## start

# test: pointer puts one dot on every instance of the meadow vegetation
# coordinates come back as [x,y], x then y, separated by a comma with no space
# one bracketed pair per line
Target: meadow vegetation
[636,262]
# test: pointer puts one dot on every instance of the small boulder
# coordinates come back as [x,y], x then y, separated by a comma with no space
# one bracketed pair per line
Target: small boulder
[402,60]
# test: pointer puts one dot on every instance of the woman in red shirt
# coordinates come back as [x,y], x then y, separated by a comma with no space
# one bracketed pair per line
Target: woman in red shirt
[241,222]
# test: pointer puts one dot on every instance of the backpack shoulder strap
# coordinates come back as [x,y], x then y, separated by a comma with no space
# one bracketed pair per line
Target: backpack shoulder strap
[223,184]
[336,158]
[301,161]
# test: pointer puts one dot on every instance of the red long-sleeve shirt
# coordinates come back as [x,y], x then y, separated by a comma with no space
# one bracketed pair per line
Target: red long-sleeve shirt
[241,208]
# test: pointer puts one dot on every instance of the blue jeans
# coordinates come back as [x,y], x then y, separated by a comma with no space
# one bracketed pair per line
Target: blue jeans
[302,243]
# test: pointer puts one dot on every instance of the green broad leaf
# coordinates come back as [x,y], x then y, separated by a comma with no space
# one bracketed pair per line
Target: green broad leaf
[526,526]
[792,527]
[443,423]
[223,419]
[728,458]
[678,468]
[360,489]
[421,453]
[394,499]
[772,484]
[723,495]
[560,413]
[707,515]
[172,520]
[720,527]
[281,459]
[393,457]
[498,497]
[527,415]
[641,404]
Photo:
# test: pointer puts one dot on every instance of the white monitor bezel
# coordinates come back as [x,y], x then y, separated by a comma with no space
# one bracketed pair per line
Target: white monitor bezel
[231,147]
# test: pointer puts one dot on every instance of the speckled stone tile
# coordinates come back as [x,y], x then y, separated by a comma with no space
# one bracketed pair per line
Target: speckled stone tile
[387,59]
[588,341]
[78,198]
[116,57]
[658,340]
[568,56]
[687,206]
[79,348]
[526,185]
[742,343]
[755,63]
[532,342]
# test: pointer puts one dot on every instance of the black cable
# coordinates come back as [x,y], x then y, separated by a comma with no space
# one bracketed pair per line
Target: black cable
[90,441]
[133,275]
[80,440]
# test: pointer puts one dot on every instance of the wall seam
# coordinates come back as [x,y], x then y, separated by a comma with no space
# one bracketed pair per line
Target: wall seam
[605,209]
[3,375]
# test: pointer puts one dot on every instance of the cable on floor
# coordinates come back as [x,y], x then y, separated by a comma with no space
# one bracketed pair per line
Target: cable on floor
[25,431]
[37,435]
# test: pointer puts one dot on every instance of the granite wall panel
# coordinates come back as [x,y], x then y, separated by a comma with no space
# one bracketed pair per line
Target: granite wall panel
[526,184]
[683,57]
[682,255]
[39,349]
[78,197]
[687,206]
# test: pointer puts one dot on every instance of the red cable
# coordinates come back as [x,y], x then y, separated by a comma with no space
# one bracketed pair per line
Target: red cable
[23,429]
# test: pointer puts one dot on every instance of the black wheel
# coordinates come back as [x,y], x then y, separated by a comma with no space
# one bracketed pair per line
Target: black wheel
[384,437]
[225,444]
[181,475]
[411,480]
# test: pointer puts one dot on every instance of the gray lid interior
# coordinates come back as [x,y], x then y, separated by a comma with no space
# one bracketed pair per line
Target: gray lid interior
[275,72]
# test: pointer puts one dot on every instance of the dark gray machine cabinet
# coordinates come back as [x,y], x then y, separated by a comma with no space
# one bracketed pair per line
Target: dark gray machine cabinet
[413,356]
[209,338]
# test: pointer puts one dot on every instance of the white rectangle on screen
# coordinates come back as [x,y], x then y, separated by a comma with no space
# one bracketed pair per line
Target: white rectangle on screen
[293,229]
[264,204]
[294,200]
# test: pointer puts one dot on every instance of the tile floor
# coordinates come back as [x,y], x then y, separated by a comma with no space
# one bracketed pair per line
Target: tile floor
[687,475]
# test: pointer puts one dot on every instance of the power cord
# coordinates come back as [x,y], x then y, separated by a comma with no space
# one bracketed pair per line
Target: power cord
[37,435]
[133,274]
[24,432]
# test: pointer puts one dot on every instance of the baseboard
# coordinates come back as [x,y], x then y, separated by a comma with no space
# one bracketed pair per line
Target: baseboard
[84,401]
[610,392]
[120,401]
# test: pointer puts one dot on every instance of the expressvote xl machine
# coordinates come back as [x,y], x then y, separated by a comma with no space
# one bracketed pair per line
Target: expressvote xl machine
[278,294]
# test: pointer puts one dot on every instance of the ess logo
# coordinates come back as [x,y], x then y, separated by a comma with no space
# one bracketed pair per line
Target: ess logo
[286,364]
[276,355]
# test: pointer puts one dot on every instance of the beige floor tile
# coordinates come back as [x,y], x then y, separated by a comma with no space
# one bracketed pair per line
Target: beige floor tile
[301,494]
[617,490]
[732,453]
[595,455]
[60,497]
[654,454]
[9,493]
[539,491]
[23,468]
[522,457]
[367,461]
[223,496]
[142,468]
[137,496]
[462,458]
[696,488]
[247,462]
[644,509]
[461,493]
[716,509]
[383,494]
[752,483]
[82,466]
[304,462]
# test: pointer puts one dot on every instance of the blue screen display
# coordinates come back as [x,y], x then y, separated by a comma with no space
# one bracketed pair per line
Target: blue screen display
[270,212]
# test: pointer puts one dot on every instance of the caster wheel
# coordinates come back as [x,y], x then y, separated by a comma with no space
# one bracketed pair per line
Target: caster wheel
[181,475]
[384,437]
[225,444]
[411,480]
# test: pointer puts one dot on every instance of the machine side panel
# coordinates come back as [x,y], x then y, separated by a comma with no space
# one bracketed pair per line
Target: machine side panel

## end

### TASK PROMPT
Please edit the data from the line with "the blue screen display" through the end, changing "caster wheel" to "swivel wheel" and leaving everything else unchanged. Return only those lines.

### CORRECT RESULT
# test: pointer puts one dot on every instance of the blue screen display
# coordinates come back as [x,y], x then y, separated by a comma with no space
# one bracketed pair per line
Target: blue screen display
[270,212]
# test: pointer puts one dot on every instance of the swivel wheel
# coordinates come back as [x,y], x then y, separated by a comma with no space
# one bracketed pair per line
Target: swivel wheel
[181,475]
[384,437]
[225,444]
[411,480]
# test: pointer puts one dot on every instance of the machine side panel
# coordinates come back as [x,y], x then y, separated by a comma with no space
# one bracketed pair per line
Target: machine side panel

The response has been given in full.